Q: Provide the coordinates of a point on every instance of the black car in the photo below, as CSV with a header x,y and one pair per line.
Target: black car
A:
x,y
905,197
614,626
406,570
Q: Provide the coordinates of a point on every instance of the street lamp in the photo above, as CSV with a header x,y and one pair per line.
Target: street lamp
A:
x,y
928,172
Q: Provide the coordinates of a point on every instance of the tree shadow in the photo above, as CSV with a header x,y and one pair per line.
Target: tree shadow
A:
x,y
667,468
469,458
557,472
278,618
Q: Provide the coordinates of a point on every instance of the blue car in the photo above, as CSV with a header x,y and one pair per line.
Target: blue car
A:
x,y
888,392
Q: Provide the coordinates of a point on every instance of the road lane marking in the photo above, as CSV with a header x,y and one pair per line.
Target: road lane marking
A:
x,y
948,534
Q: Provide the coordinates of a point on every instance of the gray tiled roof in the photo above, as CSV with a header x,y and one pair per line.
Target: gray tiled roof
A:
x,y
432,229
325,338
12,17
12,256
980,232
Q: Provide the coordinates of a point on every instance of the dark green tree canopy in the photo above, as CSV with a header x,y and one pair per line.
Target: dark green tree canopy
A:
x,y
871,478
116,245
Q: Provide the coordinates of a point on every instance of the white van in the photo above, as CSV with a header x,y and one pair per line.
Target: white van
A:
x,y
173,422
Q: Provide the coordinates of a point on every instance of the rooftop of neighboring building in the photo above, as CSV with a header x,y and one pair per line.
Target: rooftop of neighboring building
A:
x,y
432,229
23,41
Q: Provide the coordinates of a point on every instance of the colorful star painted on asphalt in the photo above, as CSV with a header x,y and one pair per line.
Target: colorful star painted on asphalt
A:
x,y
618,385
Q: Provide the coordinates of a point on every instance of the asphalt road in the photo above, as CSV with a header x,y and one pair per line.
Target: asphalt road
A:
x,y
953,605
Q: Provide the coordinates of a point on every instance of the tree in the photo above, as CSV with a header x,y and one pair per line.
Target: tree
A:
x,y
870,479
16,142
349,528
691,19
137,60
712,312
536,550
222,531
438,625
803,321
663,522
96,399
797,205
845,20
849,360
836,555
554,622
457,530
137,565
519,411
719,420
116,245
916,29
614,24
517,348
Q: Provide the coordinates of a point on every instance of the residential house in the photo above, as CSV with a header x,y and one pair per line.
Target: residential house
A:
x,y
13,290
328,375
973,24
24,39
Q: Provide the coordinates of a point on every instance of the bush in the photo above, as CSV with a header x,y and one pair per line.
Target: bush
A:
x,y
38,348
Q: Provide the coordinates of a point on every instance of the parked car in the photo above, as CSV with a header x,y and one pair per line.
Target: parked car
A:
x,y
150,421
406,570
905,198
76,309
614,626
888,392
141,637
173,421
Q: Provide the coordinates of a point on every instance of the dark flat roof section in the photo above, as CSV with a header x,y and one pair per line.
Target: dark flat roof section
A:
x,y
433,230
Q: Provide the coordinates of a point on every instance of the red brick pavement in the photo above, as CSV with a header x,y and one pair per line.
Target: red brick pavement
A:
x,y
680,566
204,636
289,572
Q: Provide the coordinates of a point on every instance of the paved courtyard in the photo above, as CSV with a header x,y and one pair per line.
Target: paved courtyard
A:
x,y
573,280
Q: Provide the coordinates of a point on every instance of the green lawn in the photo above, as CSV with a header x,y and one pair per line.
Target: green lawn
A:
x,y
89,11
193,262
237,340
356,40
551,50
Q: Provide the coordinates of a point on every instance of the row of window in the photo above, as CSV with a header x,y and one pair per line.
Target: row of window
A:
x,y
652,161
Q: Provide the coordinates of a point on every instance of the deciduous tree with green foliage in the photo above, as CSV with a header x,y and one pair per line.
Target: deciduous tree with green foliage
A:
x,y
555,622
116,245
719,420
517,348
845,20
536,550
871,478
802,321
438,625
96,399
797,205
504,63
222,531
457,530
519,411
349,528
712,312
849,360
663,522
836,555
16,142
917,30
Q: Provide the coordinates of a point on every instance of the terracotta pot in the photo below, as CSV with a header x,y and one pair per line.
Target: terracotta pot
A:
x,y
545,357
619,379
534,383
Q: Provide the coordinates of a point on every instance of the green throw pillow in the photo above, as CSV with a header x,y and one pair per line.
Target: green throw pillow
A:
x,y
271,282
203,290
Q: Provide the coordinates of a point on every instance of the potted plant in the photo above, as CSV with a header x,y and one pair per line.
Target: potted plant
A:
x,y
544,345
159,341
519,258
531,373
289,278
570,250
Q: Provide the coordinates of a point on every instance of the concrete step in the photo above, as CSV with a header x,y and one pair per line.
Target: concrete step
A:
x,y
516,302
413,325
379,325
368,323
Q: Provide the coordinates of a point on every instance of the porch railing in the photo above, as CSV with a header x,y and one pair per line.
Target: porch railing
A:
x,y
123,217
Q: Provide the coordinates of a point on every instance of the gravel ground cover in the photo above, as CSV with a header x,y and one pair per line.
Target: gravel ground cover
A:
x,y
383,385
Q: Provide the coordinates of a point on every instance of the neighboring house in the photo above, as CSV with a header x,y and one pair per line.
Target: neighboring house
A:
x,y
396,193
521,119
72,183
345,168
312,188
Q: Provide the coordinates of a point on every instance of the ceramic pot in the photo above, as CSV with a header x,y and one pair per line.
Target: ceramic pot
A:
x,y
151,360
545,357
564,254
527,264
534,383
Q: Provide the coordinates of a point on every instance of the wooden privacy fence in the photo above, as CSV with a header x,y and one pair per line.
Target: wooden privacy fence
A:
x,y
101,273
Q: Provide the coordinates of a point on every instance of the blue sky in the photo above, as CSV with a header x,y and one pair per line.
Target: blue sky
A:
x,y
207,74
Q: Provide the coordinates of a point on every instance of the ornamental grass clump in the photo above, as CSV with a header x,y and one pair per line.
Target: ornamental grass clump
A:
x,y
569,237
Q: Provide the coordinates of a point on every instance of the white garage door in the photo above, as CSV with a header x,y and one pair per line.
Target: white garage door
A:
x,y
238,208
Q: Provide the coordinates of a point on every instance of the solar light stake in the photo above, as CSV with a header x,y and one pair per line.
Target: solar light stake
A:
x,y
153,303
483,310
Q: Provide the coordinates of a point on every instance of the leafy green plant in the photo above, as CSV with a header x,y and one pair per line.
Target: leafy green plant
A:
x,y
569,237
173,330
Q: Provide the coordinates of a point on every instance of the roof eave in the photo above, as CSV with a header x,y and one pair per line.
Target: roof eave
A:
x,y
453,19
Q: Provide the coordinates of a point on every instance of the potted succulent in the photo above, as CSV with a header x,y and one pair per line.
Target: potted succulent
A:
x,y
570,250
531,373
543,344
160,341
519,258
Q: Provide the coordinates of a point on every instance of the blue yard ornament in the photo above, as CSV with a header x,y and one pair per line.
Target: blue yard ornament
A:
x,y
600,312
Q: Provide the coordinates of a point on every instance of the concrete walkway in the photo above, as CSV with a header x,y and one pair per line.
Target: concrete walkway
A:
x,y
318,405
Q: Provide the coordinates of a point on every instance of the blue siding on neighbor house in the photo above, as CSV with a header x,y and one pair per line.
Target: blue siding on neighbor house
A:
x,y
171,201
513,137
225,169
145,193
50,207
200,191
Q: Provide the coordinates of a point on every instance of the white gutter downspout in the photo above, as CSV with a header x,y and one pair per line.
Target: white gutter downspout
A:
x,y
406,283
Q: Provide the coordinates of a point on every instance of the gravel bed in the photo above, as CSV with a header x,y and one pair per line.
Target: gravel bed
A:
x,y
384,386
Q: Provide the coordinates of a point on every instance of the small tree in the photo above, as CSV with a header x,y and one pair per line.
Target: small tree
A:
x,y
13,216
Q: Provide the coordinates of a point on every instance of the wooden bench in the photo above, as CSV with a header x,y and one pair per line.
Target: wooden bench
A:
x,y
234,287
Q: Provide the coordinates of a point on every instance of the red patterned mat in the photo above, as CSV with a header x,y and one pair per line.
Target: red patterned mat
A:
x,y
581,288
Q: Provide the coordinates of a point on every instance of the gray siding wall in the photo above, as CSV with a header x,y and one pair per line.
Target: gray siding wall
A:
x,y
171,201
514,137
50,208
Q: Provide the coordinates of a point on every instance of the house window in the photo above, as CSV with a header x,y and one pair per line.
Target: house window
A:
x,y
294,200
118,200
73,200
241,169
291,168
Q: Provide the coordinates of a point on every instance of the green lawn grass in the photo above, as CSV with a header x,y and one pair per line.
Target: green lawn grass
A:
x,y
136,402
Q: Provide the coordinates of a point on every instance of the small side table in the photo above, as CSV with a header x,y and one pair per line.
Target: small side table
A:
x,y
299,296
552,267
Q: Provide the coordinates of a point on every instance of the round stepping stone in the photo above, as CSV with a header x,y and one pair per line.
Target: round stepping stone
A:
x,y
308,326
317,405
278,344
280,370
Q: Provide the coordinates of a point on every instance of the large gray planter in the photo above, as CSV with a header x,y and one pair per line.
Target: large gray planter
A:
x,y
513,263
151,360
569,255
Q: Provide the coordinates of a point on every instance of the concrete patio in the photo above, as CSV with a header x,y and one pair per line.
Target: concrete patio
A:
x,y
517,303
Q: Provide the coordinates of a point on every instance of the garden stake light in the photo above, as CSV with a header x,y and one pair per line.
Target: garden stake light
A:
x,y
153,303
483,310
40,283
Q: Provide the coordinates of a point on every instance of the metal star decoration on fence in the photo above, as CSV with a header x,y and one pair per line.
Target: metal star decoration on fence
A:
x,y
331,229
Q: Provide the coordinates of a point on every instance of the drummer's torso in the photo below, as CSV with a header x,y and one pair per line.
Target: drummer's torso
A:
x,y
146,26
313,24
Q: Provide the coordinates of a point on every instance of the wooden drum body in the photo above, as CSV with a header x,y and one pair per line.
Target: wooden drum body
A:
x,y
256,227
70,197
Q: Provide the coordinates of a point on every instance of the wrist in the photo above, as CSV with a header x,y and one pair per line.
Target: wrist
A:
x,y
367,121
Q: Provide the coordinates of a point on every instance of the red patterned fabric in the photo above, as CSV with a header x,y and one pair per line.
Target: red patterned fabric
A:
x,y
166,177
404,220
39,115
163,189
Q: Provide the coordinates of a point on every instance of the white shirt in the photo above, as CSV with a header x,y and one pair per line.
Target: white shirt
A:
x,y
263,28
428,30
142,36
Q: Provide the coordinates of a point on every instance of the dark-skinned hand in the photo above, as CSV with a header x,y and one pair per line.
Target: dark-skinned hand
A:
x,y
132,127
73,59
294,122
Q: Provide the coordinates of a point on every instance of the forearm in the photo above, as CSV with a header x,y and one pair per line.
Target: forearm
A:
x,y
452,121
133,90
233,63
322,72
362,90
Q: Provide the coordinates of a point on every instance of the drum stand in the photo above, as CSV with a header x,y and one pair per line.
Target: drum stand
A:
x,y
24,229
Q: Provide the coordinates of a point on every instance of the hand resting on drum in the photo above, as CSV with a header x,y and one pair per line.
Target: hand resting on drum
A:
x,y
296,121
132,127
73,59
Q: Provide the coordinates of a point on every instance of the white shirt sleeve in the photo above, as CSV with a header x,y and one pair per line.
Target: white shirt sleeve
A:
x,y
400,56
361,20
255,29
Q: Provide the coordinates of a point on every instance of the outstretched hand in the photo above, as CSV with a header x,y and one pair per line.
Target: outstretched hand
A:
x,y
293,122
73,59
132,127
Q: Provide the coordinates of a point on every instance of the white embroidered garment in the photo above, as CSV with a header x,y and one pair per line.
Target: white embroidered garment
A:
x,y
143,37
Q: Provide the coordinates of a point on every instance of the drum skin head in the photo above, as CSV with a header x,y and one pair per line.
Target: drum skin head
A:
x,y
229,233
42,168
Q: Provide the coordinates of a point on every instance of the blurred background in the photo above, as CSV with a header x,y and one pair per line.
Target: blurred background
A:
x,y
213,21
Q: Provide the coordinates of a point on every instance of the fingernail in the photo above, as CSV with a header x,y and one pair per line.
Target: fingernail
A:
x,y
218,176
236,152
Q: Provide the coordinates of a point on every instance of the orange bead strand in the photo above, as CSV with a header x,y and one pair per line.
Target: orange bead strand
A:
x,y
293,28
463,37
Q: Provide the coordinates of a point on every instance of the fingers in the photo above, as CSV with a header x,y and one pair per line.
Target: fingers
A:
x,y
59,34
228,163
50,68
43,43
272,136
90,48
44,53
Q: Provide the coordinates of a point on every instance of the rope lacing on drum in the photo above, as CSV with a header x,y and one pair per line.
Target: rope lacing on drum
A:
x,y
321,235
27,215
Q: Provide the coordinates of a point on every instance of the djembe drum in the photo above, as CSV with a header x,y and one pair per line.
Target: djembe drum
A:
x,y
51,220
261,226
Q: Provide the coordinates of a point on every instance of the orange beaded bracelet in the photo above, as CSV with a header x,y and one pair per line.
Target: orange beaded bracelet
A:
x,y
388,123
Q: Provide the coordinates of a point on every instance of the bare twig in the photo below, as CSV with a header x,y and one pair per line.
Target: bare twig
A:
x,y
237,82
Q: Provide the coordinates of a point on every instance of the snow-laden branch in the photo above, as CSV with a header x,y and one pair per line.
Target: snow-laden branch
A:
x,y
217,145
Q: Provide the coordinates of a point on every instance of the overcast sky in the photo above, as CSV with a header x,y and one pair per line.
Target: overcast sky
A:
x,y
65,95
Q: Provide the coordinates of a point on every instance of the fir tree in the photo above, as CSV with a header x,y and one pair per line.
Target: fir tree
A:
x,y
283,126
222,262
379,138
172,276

--- Set problem ---
Repeat word for word the lines running from the line containing "of the bare" to the end of the entries above, inclusive.

--- Problem solution ---
Q: Provide the coordinates of a point on every instance of the bare twig in the photo below, as CSV with a header x,y and one pair per line.
Target: bare twig
A:
x,y
237,82
Q: Provide the coordinates of a point on every instance of the snow-laden branch in the photo above, as CSV with a header x,y and one pair per line.
Target: snow-laden branch
A:
x,y
217,145
Q: Provide the coordinates of a point on every instance of the overcast sky in the photo above, as CSV with a header x,y and one pair per line.
Target: overcast sky
A:
x,y
65,95
Q: Provide the coordinates of a point on every instance of the fir tree in the photo above, as CSV with a header x,y and one pair per line.
Target: fir tree
A:
x,y
283,126
222,262
379,138
172,276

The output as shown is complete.